**Tarefa 1**
Copie do trecho sobre as dívidas do Rio Grande do Sul a parte que começa nas palavras "Róber Iturriet Avila" e termina logo depois de "um custo alto.".
**Tarefa 2**
De acordo com o trecho sobre as dívidas do Rio Grande do Sul, quanto somaram as desonerações fiscais do estado em 2015?

**Trecho**
::::::::

IHU On-Line – De que maneira o Rio Grande do Sul chegou a um patamar tão grave de endividamento, sem capacidade de investimento?
Róber Iturriet Avila – O Rio Grande do Sul criou um estado moderno antes das demais unidades do Brasil. Getúlio Vargas inicia seu projeto de “modernização” do país a partir da experiência gaúcha, que vem com Júlio de Castilhos . Então, constituímos uma burocracia estatal antes dos demais. Além disso, o estado figura entre as maiores expectativas de vida do país. Isso quer dizer que o estado possui muitas pessoas aposentadas e que vivem muito. Então, quando se observam as contas do estado, logo se percebe que os gastos com inativos são superiores aos gastos com os servidores ativos. Isso tem um custo alto.

Paralelamente, desde a década de 1990, instalou-se uma cultura de conceder benefícios fiscais expressivos para atrair investimento. Dessa forma, as desonerações fiscais são consideráveis no estado do Rio Grande do Sul. Elas saem de um patamar de 20% da arrecadação, em 2003, para 30%, em 2015. Nesse último ano, elas totalizaram R$ 8,98 bilhões. Então, de um lado, aumenta a despesa com inativos e, de outro, o estado abre mão de receitas de maneira crescente.

::::::::

**Dados registrados**
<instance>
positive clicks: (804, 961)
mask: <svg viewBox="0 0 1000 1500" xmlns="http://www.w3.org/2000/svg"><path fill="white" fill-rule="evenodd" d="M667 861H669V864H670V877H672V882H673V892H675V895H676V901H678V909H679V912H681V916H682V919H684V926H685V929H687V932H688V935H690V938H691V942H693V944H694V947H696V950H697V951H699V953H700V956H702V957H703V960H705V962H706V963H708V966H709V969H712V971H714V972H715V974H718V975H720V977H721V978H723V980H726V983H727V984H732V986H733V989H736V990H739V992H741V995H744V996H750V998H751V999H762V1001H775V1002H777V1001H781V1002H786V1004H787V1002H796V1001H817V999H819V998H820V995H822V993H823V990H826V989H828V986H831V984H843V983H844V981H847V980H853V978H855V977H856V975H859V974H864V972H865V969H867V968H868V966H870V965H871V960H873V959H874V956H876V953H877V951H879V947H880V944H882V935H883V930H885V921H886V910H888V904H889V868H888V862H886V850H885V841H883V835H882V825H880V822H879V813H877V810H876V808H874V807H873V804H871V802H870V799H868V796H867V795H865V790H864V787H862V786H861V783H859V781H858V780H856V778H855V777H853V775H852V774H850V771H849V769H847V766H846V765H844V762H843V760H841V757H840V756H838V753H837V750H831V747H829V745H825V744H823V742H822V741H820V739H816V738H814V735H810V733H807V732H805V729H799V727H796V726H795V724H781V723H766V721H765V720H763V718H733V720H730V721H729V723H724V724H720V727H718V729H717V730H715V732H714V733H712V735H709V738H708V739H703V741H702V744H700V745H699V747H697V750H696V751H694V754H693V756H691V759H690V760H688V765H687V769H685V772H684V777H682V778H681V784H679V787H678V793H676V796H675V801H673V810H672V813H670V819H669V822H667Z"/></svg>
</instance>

::::::::

**Resposta 1**
Róber Iturriet Avila – O Rio Grande do Sul criou um estado moderno antes das demais unidades do Brasil. Getúlio Vargas inicia seu projeto de “modernização” do país a partir da experiência gaúcha, que vem com Júlio de Castilhos . Então, constituímos uma burocracia estatal antes dos demais. Além disso, o estado figura entre as maiores expectativas de vida do país. Isso quer dizer que o estado possui muitas pessoas aposentadas e que vivem muito. Então, quando se observam as contas do estado, logo se percebe que os gastos com inativos são superiores aos gastos com os servidores ativos. Isso tem um custo alto.

**Resposta 2**
R$ 8,98 bilhões.